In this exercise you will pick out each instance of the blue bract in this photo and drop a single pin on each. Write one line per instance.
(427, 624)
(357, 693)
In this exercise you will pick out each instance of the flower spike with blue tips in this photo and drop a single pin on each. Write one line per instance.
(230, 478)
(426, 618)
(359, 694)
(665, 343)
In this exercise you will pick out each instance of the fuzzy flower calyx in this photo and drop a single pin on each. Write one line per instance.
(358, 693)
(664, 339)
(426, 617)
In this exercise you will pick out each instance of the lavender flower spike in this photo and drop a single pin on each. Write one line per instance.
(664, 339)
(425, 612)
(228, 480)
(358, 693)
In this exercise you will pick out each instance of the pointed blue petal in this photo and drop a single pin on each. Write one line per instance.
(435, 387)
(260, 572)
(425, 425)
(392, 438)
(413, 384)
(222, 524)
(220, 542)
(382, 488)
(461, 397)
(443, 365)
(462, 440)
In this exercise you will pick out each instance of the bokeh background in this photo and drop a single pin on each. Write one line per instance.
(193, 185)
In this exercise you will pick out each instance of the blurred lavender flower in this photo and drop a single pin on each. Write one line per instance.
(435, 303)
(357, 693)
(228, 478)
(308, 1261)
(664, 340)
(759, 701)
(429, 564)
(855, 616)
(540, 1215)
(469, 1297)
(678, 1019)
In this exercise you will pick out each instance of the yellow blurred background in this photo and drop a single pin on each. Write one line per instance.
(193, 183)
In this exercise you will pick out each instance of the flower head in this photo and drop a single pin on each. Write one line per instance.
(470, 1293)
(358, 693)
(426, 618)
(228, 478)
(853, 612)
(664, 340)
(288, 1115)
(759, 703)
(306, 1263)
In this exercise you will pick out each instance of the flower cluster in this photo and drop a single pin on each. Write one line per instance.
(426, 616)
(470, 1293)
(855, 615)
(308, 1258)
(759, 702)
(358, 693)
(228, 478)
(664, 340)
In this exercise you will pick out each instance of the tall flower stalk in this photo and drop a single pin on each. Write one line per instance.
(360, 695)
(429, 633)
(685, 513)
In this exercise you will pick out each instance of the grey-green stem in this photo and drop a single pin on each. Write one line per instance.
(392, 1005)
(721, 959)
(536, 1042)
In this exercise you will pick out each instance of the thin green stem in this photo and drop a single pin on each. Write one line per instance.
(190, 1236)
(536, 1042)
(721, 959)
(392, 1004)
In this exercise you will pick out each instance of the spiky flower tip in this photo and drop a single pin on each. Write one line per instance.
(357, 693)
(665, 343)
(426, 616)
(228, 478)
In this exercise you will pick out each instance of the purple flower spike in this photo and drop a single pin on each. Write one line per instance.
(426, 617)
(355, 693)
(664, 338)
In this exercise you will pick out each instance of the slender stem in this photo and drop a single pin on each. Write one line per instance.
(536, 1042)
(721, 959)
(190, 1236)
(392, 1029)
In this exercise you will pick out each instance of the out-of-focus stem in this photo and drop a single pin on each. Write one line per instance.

§

• [Directions]: Everything from the line containing "of the slender" through the final line of the records is what you should print, exactly and with nothing added.

• [Answer box]:
In this exercise you will pick out each instance of the slender stem in this photo and drop a single pin on each. Write one line per instance.
(536, 1042)
(721, 959)
(190, 1236)
(392, 1029)
In this exercise you will pick out each instance of the out-of-focus stem in this photo and drop a single pin on each. Write one line per instance.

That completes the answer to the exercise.